» **TASK TO COMPLETE**:
Extract every line of the records that contains the string "bracket", treating case as significant.

══ MATERIAL FOR THE TASK

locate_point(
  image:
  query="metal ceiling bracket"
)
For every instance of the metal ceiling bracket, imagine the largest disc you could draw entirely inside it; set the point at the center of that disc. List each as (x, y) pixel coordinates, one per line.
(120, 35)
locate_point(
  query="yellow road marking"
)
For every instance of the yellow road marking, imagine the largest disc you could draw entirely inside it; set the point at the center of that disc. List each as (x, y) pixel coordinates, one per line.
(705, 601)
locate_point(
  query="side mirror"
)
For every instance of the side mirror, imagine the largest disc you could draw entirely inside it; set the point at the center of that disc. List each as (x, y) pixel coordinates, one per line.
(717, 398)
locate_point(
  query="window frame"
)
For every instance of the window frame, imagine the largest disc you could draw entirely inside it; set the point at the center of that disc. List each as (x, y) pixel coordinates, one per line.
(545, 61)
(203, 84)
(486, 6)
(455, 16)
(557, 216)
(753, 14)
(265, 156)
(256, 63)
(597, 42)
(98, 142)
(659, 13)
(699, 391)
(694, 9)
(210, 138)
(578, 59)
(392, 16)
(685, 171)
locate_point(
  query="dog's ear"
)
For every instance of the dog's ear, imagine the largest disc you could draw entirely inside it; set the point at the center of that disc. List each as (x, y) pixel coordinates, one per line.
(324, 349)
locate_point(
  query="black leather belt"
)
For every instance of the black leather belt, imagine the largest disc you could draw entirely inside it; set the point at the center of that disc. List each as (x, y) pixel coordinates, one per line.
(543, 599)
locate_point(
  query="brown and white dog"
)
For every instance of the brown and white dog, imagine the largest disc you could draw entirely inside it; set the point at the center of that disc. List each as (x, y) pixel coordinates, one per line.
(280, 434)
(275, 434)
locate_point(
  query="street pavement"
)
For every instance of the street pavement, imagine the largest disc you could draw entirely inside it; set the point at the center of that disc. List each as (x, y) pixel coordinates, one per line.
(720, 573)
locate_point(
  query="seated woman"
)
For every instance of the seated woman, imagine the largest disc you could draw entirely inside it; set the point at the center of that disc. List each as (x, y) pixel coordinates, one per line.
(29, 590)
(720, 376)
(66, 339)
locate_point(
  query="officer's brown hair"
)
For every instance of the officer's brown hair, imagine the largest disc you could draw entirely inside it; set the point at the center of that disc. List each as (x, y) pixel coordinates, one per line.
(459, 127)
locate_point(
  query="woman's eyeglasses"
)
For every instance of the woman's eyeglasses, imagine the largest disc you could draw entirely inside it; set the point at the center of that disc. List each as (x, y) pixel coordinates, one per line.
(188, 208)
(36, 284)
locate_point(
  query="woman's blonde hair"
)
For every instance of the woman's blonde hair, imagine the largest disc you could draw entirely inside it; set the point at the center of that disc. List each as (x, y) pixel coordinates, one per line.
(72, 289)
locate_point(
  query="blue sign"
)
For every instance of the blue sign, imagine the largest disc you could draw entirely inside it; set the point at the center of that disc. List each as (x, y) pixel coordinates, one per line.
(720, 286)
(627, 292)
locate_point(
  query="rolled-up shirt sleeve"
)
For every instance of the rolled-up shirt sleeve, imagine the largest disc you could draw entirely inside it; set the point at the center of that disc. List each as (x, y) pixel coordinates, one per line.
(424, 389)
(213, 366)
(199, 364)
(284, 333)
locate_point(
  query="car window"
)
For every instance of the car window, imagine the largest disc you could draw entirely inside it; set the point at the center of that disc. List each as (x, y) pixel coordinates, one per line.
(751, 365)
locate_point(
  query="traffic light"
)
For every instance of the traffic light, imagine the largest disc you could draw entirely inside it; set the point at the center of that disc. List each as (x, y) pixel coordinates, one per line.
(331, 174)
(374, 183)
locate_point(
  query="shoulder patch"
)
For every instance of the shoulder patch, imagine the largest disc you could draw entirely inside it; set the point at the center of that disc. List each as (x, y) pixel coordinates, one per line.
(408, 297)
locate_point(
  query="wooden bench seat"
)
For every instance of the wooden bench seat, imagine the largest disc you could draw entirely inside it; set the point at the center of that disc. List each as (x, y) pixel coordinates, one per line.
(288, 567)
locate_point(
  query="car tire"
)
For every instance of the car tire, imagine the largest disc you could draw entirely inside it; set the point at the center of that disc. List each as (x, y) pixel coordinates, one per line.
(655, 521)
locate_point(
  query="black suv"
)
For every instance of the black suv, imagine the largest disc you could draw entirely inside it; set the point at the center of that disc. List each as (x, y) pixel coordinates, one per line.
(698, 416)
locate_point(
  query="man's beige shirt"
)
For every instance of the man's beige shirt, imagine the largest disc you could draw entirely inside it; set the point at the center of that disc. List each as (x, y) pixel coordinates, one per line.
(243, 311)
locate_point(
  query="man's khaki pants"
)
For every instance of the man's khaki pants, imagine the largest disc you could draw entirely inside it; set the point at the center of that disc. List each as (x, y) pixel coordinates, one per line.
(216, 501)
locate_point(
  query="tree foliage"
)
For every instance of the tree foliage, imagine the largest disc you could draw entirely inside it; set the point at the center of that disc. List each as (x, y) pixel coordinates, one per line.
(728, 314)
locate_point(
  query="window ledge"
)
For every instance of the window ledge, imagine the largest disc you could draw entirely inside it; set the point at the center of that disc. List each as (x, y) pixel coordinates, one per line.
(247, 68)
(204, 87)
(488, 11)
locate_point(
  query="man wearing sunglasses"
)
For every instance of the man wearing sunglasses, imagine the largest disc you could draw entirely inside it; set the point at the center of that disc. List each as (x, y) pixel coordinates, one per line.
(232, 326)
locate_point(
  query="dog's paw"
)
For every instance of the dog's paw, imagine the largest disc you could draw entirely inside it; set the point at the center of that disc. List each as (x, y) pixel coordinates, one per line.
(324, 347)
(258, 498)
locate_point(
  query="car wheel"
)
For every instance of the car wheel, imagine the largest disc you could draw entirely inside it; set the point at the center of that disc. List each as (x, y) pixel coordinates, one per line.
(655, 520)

════

» **WRITTEN REPLY**:
  query="metal ceiling bracket"
For every instance of the metal ceiling bracket, imagine the largest disc you could draw entirely inside it; set the point at the center of that disc. List each as (x, y) pixel coordinates, one per line.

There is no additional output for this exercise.